[Data excerpts]
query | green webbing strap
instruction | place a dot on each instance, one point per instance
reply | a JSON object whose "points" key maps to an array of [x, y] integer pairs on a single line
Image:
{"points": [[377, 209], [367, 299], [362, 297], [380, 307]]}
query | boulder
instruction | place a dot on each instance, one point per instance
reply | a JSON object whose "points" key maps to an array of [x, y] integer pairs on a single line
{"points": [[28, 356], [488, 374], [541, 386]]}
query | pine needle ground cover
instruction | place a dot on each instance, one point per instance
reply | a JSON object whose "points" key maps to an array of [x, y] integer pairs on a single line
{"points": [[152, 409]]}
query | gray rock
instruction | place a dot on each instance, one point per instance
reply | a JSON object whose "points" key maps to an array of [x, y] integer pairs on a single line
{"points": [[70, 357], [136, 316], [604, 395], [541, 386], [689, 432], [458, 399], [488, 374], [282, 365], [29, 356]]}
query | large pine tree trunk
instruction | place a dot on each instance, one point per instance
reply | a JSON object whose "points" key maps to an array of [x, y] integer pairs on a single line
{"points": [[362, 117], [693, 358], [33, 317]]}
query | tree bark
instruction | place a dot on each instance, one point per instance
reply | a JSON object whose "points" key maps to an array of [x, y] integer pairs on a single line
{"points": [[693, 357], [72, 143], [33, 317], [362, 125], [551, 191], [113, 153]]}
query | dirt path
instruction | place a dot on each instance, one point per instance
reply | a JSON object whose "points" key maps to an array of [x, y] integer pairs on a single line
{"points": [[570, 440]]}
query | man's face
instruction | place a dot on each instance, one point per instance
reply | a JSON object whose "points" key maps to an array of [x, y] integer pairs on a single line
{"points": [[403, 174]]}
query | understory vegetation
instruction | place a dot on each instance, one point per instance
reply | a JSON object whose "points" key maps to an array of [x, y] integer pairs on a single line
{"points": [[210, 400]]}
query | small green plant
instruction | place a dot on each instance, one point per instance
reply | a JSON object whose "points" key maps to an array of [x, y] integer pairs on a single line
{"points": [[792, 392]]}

▶ **ABOUT THIS TASK**: Report each line in the entries where the string "pine" occurs.

▶ **ANSWER SECTION**:
query | pine needle ground cover
query | large pine tree trunk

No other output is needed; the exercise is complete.